### SELECTED EXTRACT
Segment Open

Despite the vast technological advancements within the last few decades and a continuously expanding service sector in the developing world, many organisations operate in traditional office-based environments that expect all workforce to be physically present within a confined location, even though physical presence is not required to accomplish their day-to-day tasks as all they need is their laptop, some small peripherals and good internet connectivity.

Over the past decade, some organisations have become more accepting of flexible working. For example, staff can work remotely a few days a week or during different times instead of the usual Monday to Friday nine-to-five. However, in most organisations, these flexibilities are an exception rather than the norm. Most often, the reasons given by organisations for not being more flexible are productivity levels and an element of trust, or lack thereof. Nevertheless, without a doubt, the global pandemic of COVID-19 has not only changed our lives but also proved these baseless misconceptions to be incorrect. So, could this pandemic be the turning point from where organisations become more lenient towards remote workers? If so, then does it matter where in the world their staff are based as long as they have their tools and good internet connectivity?

Segment Closed

Decide whether each statement agrees with the text on remote working above, answering yes or no and quoting the deciding words: 1. Most organizations treat flexible working as the norm. 2. Organizations often cite productivity levels and trust as reasons for not being more flexible. 3. Staff need only a laptop, some small peripherals and good internet connectivity for their day-to-day tasks.

### RECORDS
Segment Open

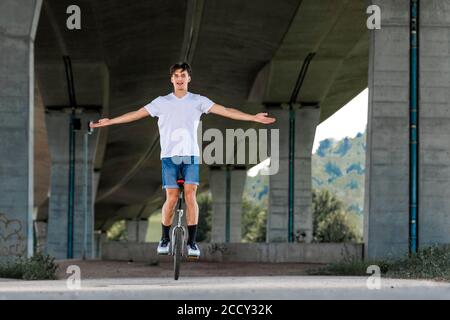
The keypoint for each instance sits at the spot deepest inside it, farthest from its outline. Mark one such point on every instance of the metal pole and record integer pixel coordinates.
(295, 92)
(414, 128)
(291, 172)
(227, 204)
(71, 187)
(86, 150)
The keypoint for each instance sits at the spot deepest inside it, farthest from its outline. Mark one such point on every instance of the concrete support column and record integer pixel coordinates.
(18, 23)
(58, 123)
(220, 194)
(434, 123)
(100, 237)
(307, 119)
(40, 231)
(137, 230)
(387, 173)
(386, 204)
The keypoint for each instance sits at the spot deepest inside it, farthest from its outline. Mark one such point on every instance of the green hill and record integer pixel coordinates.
(339, 166)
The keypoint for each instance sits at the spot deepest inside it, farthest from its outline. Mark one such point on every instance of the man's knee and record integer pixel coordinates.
(172, 197)
(190, 195)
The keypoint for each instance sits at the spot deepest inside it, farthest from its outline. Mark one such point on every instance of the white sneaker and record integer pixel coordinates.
(164, 247)
(193, 250)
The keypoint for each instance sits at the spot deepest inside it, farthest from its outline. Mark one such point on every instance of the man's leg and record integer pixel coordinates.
(190, 191)
(168, 210)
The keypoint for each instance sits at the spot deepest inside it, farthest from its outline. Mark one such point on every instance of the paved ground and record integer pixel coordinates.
(164, 269)
(235, 288)
(119, 280)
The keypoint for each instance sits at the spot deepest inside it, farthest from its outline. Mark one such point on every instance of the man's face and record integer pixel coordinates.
(180, 80)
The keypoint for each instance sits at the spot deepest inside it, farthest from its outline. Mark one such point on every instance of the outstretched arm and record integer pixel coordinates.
(125, 118)
(239, 115)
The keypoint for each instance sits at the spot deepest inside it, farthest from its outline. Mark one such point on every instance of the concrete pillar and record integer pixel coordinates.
(58, 122)
(387, 158)
(100, 237)
(218, 186)
(387, 173)
(18, 23)
(137, 230)
(307, 119)
(40, 231)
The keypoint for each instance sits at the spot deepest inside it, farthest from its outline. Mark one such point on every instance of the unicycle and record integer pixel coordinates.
(178, 233)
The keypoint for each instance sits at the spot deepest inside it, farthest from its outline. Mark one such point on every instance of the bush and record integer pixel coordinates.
(330, 221)
(38, 267)
(336, 228)
(118, 231)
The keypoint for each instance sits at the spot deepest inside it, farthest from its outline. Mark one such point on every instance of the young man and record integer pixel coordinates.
(178, 118)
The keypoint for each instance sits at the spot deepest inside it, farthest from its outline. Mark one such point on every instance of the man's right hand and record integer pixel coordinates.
(101, 123)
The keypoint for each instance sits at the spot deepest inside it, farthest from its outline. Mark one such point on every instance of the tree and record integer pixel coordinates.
(254, 221)
(330, 220)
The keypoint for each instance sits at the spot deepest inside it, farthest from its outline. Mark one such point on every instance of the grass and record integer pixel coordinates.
(429, 263)
(38, 267)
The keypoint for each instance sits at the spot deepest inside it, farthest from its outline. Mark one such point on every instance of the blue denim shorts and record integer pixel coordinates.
(186, 167)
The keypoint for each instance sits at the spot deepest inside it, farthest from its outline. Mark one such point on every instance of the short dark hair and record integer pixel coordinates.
(184, 66)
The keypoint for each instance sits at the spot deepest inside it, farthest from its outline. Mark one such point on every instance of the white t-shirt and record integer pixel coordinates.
(178, 120)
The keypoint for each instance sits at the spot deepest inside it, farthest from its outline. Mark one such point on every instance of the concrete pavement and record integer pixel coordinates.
(235, 288)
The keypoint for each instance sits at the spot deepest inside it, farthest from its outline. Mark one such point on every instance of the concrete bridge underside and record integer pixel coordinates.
(245, 55)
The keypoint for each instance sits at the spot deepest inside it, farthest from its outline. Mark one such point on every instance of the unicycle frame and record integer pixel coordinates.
(175, 240)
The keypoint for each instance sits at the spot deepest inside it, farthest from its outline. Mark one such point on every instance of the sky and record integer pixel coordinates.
(347, 122)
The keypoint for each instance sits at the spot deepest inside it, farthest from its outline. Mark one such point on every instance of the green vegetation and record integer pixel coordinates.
(429, 263)
(330, 222)
(118, 231)
(339, 166)
(254, 221)
(38, 267)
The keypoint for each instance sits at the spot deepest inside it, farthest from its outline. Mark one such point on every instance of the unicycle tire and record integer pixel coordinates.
(178, 248)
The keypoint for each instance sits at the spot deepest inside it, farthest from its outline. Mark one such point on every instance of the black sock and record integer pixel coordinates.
(192, 230)
(165, 232)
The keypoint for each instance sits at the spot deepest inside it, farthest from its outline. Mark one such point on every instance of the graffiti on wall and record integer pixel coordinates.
(12, 240)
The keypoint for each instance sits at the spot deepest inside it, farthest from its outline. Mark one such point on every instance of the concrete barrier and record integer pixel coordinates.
(242, 252)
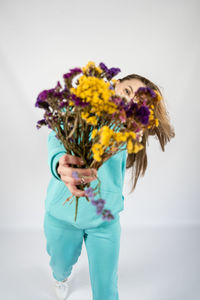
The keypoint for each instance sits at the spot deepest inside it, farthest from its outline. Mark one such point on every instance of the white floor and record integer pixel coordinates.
(155, 264)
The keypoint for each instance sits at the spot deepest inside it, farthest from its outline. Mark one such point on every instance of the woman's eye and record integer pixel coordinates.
(127, 91)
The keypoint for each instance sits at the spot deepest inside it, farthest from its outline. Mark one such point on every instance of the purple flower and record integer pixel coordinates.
(113, 72)
(75, 175)
(103, 67)
(78, 101)
(143, 114)
(58, 86)
(89, 192)
(63, 103)
(72, 72)
(41, 123)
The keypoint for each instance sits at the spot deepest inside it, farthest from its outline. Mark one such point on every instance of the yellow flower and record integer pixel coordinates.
(97, 151)
(71, 103)
(159, 97)
(156, 122)
(134, 148)
(84, 115)
(130, 146)
(94, 133)
(92, 120)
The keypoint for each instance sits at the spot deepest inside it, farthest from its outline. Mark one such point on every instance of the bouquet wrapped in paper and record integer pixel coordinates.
(94, 123)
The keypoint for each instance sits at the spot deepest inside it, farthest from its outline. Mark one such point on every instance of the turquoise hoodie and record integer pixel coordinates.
(111, 174)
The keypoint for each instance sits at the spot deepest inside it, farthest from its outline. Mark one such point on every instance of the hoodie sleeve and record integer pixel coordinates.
(124, 167)
(56, 150)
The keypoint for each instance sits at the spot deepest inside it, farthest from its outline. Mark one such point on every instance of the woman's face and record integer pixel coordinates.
(128, 87)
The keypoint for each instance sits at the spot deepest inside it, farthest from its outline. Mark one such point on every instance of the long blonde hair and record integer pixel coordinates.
(164, 132)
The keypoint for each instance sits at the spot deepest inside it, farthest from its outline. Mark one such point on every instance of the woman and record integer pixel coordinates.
(64, 236)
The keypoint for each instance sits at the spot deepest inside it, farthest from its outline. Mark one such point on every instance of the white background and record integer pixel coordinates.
(42, 40)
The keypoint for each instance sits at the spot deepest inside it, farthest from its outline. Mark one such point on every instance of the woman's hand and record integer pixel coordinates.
(65, 172)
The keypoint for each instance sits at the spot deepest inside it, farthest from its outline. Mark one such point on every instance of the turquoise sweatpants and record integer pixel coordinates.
(64, 243)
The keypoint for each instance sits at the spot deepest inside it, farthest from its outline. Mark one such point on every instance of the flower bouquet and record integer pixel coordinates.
(94, 123)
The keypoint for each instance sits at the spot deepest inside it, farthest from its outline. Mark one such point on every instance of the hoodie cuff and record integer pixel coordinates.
(54, 163)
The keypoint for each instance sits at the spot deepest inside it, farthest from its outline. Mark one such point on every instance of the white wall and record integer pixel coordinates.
(41, 40)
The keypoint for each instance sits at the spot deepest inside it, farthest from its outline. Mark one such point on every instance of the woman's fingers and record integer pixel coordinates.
(67, 176)
(70, 159)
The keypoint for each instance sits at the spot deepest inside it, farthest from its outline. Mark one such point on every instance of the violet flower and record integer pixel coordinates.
(72, 72)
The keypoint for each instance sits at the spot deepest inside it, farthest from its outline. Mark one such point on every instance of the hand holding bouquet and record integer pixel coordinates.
(94, 123)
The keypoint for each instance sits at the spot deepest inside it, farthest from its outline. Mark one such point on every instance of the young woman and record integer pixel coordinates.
(64, 236)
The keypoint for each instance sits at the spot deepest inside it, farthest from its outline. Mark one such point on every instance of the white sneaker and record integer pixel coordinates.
(61, 289)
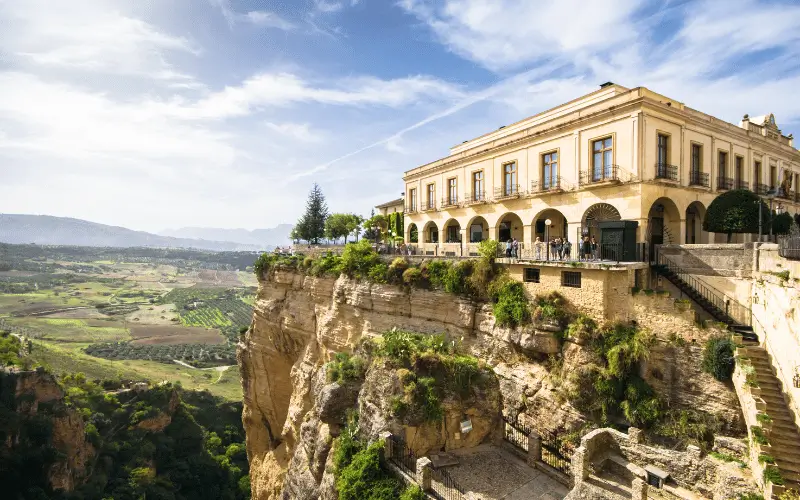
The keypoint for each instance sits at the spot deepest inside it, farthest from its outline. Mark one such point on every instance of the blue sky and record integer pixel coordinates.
(166, 113)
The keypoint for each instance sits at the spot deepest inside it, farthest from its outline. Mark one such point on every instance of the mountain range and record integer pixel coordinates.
(49, 230)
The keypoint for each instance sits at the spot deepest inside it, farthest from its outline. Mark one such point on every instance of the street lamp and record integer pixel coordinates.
(547, 223)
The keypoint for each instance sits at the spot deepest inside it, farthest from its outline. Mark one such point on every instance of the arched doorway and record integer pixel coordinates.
(452, 231)
(594, 215)
(663, 223)
(413, 233)
(695, 214)
(509, 226)
(430, 233)
(558, 225)
(477, 230)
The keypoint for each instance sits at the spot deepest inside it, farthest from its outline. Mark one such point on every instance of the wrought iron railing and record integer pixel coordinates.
(724, 183)
(789, 247)
(554, 453)
(506, 191)
(698, 178)
(603, 174)
(475, 197)
(444, 487)
(666, 171)
(727, 310)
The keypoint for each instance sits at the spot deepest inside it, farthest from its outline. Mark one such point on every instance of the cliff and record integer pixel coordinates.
(300, 322)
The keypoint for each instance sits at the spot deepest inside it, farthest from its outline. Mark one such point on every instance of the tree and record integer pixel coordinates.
(736, 211)
(311, 226)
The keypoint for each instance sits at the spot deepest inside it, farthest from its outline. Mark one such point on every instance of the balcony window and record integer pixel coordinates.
(477, 185)
(510, 179)
(602, 159)
(550, 170)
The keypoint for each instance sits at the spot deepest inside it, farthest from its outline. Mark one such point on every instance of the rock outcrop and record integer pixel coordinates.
(291, 415)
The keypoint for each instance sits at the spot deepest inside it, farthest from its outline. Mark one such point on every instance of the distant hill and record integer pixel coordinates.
(49, 230)
(276, 236)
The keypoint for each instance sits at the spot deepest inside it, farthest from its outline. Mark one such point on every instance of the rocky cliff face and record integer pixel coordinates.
(291, 415)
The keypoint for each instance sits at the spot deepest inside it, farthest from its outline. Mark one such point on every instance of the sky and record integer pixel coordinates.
(161, 114)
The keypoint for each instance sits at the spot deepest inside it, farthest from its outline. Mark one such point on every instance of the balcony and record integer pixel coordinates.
(724, 183)
(698, 178)
(509, 191)
(427, 206)
(667, 172)
(608, 173)
(472, 198)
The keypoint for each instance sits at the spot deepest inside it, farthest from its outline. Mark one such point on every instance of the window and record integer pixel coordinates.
(477, 185)
(509, 178)
(531, 275)
(663, 149)
(550, 170)
(571, 279)
(697, 154)
(723, 164)
(602, 159)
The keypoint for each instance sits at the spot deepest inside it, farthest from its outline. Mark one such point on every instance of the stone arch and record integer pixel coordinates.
(663, 223)
(430, 233)
(695, 214)
(413, 233)
(477, 229)
(509, 225)
(558, 227)
(451, 231)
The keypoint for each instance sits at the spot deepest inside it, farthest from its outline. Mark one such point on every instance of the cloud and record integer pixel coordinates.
(88, 36)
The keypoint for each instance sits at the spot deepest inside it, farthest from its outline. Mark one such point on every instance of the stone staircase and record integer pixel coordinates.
(784, 435)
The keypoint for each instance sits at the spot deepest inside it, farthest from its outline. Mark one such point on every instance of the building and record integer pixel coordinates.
(613, 154)
(391, 207)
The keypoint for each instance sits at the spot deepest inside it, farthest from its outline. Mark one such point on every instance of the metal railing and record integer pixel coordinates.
(516, 433)
(506, 191)
(789, 247)
(698, 178)
(444, 487)
(666, 171)
(727, 310)
(475, 197)
(604, 174)
(554, 453)
(724, 183)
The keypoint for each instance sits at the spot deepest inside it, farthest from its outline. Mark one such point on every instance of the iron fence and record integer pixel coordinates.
(402, 456)
(444, 487)
(554, 453)
(789, 247)
(665, 171)
(516, 433)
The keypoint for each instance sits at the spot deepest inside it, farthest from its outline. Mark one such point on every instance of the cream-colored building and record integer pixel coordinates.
(613, 154)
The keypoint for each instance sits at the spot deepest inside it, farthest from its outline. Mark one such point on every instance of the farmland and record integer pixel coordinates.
(138, 312)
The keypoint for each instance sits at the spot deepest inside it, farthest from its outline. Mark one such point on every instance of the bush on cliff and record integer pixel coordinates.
(718, 359)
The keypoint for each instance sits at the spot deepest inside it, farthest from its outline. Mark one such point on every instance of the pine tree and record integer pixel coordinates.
(311, 225)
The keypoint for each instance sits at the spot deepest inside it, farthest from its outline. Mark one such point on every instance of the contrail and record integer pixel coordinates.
(464, 103)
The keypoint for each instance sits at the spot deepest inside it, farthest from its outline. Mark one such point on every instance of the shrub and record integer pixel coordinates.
(718, 358)
(412, 276)
(345, 368)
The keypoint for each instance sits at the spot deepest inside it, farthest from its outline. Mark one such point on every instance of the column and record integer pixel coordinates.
(424, 473)
(534, 448)
(638, 489)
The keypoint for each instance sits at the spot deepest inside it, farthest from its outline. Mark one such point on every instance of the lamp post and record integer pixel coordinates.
(547, 223)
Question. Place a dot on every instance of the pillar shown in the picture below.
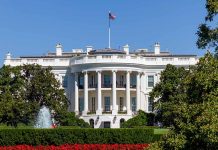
(76, 93)
(128, 93)
(114, 93)
(138, 91)
(99, 109)
(85, 93)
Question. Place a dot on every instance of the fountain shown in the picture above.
(43, 119)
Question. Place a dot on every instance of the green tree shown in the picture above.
(14, 108)
(42, 88)
(170, 91)
(195, 122)
(207, 35)
(24, 89)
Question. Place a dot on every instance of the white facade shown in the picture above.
(106, 87)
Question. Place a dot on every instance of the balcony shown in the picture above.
(121, 85)
(106, 85)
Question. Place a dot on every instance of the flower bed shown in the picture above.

Segment Closed

### YOUR SOLUTION
1. No: "in most organisations, these flexibilities are an exception rather than the norm."
2. Yes: "the reasons given by organisations for not being more flexible are productivity levels and an element of trust, or lack thereof."
3. Yes: "all they need is their laptop, some small peripherals and good internet connectivity"